#### The input

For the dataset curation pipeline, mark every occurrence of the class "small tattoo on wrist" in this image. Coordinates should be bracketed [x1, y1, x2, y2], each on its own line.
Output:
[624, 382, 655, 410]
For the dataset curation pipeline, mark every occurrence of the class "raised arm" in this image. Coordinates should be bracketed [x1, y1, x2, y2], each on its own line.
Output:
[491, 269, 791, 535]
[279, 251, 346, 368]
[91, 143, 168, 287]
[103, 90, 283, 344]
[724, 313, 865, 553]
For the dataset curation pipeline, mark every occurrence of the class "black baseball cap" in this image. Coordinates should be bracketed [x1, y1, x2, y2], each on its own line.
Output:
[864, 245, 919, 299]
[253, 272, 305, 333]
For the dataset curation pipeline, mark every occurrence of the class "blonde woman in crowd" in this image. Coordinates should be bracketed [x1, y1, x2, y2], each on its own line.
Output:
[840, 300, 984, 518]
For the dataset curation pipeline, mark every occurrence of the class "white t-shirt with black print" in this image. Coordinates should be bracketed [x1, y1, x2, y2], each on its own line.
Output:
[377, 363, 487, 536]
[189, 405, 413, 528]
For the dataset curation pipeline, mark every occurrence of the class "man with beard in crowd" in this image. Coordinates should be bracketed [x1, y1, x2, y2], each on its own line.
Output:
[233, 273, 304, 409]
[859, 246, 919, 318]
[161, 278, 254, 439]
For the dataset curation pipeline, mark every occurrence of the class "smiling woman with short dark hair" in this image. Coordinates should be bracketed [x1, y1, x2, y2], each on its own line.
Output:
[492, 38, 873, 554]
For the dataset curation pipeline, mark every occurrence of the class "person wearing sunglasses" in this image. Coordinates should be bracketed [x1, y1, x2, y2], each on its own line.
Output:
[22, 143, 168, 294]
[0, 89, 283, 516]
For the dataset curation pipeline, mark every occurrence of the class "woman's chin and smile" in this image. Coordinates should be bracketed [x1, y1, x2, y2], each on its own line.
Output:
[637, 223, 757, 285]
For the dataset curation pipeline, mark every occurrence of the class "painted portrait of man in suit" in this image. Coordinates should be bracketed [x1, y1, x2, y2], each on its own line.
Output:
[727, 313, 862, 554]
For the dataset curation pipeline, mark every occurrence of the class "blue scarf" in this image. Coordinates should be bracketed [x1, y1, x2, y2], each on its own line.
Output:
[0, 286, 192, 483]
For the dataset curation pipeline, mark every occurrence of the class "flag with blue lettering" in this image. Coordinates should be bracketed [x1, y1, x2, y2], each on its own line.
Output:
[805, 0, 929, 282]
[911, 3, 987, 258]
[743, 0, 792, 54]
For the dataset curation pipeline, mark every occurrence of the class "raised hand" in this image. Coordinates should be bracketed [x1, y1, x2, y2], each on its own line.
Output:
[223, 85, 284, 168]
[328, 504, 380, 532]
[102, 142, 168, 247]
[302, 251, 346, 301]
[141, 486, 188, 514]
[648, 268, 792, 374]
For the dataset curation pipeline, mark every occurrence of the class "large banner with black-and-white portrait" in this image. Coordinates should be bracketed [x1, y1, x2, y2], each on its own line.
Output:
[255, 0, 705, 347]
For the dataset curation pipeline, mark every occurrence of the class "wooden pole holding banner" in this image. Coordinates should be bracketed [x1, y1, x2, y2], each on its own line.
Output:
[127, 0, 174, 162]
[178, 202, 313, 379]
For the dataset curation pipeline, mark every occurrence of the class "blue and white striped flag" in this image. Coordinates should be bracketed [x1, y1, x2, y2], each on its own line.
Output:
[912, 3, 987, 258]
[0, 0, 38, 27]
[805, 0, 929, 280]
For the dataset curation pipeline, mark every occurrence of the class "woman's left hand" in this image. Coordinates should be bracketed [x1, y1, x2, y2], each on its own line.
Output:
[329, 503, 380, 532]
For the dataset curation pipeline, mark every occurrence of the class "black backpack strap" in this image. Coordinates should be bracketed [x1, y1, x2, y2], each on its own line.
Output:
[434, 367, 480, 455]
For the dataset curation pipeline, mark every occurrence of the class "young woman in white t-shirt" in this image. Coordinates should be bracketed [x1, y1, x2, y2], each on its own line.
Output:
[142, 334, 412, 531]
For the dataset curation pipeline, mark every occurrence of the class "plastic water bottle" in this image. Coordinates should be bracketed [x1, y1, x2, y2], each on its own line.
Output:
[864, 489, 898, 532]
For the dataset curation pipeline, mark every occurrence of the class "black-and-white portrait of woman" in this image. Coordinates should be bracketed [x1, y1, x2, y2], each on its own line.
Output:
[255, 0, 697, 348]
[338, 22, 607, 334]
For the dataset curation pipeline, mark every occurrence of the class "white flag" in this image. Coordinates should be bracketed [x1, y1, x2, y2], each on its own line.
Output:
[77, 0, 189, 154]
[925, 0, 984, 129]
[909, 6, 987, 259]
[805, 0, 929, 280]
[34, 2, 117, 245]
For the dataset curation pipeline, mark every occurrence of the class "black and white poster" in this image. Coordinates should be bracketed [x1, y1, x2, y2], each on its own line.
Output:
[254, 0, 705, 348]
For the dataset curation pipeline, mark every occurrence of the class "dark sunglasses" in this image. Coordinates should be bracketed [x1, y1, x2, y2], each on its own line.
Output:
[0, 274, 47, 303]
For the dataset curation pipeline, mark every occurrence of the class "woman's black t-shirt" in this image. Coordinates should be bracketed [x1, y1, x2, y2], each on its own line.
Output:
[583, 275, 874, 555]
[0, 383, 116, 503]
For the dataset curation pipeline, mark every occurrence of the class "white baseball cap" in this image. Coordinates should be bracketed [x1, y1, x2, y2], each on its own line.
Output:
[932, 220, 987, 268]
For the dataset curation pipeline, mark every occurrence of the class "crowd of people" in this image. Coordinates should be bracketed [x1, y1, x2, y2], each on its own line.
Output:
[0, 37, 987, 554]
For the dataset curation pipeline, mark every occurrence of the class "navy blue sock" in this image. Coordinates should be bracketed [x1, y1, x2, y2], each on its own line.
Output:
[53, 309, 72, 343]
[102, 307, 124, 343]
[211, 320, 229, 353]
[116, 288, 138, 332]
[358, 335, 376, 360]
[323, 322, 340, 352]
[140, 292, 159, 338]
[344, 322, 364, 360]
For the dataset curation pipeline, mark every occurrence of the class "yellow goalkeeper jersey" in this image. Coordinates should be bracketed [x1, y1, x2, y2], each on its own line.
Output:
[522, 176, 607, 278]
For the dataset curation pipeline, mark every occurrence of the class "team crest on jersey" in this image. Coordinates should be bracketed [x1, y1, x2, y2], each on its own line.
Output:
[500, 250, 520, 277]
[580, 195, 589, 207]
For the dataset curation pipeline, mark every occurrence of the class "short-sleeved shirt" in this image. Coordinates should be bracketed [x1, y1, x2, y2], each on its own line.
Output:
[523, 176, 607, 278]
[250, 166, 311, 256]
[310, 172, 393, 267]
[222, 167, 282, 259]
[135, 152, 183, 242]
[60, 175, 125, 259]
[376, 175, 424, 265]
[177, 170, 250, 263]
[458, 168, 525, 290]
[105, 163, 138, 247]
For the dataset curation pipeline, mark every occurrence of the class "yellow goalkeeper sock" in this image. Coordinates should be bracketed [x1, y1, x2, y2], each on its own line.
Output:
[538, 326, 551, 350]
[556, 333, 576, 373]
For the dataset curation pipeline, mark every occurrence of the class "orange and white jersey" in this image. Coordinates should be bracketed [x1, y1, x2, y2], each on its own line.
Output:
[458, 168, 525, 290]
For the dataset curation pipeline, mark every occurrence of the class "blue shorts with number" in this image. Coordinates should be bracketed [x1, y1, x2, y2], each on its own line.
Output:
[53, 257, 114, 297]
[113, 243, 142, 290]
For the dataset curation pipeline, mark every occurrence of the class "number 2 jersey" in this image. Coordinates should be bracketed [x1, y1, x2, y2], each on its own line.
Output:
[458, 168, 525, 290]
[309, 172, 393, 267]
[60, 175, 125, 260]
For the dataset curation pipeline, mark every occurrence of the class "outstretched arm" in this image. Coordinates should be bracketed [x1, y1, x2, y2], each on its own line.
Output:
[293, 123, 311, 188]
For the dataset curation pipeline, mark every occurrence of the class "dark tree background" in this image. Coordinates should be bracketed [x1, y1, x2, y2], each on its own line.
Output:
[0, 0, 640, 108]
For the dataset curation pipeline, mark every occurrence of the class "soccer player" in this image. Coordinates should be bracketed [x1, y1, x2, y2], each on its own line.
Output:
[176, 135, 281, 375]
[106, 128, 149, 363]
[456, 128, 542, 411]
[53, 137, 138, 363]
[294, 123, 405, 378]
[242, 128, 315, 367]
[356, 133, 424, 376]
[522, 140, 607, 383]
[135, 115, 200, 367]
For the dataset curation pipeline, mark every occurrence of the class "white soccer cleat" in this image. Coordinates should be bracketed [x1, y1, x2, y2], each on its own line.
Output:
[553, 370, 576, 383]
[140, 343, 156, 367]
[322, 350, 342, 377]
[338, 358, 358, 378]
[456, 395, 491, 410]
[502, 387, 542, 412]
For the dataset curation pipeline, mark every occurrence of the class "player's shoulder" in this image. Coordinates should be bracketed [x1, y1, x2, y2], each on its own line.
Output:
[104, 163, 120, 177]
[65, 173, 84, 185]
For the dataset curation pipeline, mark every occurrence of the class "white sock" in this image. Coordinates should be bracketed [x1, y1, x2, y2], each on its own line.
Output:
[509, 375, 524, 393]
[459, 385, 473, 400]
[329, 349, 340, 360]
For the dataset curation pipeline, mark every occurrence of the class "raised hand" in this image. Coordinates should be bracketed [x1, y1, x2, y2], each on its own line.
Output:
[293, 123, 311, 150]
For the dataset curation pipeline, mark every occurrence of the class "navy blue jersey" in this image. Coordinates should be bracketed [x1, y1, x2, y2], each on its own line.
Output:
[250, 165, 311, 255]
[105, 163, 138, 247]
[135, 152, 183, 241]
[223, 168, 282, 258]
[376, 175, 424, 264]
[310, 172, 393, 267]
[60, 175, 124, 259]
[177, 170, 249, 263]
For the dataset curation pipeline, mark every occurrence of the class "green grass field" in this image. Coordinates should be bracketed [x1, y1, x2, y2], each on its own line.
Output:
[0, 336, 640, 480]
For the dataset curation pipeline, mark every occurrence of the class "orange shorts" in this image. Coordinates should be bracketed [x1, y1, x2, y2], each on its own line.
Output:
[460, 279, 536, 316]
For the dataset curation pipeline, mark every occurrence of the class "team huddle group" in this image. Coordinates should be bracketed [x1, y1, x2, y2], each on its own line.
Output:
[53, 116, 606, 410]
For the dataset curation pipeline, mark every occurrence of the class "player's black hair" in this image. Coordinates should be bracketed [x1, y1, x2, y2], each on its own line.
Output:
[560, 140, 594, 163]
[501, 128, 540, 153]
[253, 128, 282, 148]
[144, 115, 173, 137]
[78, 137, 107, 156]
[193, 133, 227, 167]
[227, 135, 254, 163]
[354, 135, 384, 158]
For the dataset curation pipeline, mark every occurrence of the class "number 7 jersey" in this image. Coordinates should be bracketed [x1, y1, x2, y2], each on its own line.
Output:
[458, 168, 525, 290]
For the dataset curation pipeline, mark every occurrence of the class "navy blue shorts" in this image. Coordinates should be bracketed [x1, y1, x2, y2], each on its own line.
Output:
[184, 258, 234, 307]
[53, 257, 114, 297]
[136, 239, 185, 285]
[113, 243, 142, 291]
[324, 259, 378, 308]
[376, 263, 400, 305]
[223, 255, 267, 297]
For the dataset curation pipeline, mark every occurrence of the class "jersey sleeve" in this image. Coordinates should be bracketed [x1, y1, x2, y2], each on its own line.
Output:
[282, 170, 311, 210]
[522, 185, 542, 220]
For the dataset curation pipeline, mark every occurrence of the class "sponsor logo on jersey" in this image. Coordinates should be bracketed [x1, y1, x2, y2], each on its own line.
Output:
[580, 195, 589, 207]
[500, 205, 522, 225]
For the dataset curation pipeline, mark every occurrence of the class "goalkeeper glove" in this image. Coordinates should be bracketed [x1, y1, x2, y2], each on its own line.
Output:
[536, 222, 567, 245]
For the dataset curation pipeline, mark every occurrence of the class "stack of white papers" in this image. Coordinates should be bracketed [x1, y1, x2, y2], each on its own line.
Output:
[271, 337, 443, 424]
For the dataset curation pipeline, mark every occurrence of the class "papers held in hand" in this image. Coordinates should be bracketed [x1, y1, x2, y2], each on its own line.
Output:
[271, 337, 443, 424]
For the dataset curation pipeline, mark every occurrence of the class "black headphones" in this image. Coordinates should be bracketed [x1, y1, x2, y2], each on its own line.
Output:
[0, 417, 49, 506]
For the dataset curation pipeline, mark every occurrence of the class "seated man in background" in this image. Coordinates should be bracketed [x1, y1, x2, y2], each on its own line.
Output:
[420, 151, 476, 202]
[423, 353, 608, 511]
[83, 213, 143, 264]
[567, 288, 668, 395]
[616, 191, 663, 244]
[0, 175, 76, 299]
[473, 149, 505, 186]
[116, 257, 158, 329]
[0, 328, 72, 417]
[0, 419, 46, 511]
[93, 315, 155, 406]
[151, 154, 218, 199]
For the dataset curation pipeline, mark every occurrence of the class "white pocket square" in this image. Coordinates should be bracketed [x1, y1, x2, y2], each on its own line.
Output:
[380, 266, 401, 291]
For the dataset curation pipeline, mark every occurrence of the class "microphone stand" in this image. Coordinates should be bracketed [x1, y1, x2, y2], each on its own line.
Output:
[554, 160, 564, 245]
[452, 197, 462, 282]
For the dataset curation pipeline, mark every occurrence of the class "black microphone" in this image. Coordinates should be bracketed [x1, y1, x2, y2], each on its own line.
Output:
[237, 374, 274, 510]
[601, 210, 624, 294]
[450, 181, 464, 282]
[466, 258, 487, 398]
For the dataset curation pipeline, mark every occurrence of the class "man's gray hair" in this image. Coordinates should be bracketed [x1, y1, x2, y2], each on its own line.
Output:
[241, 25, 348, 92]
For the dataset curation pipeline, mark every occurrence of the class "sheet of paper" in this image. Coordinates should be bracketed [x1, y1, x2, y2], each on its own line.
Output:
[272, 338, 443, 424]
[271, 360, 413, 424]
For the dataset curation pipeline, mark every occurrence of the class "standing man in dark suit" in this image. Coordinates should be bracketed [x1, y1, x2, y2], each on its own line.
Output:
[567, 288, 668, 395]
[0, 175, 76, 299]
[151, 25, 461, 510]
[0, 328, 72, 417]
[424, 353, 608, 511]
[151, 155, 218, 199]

########

= Stated task =
Convert the records, starting at the first line and ending at the line containing "[624, 382, 655, 410]", into a JSON array of strings with one string per line and blank lines omitted.

= Problem solution =
[
  "For the dataset curation pipeline, mark every occurrence of the class \"small tattoo on wrist\" in this image. Coordinates should be bracketed [x1, y1, x2, y2], each on its own line.",
  "Output:",
  "[624, 382, 655, 410]"
]